**What you are asked to do:**
Isolate every line in the records below with "concrete" in it.
Provided entries Start Marker
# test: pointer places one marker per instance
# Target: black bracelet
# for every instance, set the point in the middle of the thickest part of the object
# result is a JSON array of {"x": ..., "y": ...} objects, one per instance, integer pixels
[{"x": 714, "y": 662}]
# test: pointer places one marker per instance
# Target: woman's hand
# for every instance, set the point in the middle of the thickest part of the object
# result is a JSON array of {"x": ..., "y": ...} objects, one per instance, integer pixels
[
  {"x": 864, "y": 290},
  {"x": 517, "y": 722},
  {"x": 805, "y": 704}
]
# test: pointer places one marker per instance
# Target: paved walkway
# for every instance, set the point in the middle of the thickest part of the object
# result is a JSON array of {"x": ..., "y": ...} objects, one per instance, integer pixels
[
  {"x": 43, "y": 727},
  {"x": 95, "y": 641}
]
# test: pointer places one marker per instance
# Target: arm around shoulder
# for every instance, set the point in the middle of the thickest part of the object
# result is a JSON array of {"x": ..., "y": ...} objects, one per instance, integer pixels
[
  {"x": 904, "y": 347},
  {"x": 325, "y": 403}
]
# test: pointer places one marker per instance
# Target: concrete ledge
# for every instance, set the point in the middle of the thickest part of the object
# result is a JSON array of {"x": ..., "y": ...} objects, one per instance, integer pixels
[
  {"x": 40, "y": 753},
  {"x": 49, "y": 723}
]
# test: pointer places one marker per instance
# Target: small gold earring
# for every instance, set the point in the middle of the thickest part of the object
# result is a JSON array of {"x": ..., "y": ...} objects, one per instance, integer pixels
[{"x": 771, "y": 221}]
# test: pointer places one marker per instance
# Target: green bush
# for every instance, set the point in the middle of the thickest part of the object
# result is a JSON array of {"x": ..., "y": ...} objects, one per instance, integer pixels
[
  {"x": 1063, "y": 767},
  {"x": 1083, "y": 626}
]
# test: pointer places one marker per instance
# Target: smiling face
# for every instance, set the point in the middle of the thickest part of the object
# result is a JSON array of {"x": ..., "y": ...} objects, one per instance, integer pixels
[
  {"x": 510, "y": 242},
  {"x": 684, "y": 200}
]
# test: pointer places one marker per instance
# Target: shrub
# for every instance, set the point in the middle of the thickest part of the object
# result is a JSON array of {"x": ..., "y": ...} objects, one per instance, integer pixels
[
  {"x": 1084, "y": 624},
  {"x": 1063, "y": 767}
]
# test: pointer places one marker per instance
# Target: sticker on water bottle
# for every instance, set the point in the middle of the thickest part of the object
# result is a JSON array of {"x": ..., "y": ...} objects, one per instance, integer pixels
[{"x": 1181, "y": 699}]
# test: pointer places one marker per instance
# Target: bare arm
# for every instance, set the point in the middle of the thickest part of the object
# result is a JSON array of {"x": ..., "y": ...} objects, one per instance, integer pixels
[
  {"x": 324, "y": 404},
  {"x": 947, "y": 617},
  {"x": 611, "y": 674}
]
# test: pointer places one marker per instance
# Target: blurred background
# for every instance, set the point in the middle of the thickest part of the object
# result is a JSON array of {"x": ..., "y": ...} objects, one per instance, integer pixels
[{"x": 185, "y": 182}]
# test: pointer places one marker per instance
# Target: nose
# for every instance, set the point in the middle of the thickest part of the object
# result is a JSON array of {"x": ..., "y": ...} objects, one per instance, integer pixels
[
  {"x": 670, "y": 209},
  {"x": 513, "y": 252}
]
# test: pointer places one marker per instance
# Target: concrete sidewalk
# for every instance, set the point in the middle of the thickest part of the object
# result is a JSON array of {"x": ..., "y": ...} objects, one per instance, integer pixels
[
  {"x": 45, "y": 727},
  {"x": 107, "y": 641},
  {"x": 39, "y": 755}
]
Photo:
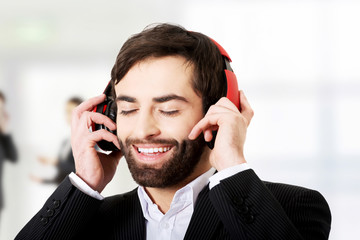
Provided entries End Marker
**Answer to the problem:**
# Target: concrete ledge
# Target: concrete sidewalk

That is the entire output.